§ **What you will do**
Go through the records below and copy each line that contains the string "query". Upper and lower case must match.

§ **Material provided**
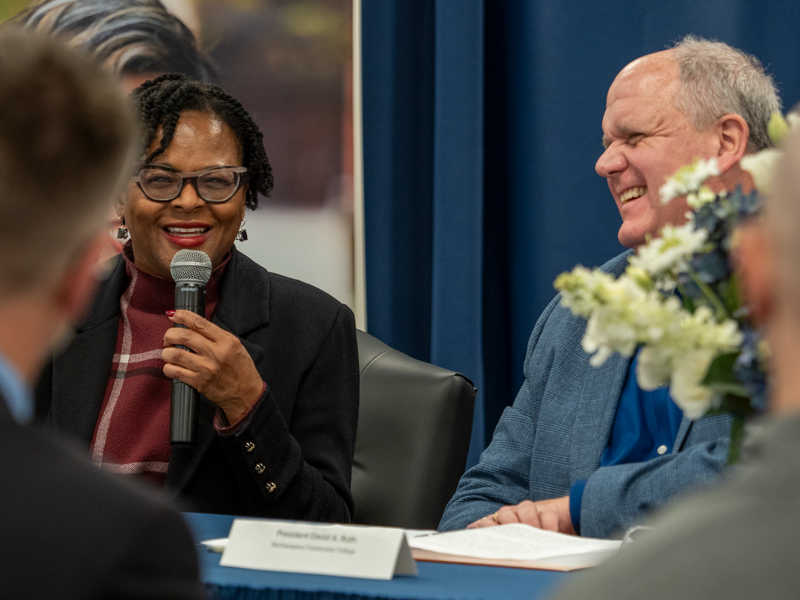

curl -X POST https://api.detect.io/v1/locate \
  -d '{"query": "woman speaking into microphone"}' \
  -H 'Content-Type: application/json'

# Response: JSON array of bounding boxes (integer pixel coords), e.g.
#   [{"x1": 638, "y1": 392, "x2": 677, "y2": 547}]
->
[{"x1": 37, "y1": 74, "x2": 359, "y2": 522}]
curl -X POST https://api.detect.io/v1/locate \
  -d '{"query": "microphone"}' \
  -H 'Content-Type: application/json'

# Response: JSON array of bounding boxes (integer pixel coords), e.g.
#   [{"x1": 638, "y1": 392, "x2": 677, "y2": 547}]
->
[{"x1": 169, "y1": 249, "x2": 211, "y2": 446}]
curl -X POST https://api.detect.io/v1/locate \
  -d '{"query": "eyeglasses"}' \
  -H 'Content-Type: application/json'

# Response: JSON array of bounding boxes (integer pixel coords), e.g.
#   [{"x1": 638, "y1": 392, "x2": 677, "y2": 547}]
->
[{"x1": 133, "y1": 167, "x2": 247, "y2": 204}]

...

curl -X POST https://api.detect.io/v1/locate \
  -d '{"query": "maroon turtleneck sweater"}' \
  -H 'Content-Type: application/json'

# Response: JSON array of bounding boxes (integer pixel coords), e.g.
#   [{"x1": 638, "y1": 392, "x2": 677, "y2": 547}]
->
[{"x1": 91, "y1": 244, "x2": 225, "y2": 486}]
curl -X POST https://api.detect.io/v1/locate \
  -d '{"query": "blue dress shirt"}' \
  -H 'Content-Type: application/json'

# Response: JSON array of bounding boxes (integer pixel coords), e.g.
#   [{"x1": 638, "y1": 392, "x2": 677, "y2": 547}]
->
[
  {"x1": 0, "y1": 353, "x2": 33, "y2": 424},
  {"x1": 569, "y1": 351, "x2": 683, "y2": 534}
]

* * *

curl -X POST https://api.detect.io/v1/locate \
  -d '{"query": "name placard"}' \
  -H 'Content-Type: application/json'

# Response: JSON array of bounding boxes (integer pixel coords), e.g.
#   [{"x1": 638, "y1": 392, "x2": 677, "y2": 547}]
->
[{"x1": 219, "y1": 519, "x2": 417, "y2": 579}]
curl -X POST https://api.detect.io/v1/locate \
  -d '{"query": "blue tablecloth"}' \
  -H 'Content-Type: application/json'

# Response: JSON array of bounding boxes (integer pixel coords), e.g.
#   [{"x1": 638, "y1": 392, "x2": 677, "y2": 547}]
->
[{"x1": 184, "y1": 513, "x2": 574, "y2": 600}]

§ **Task solution**
  -d '{"query": "woman speaking into microphone"}' \
  -d '{"query": "microphone"}' \
  -d '{"query": "eyeglasses"}' \
  -d '{"query": "maroon turtleneck sweater"}' \
  -d '{"query": "blue dress shirt"}' \
  -d '{"query": "name placard"}' \
  -d '{"query": "blue tablecloth"}' \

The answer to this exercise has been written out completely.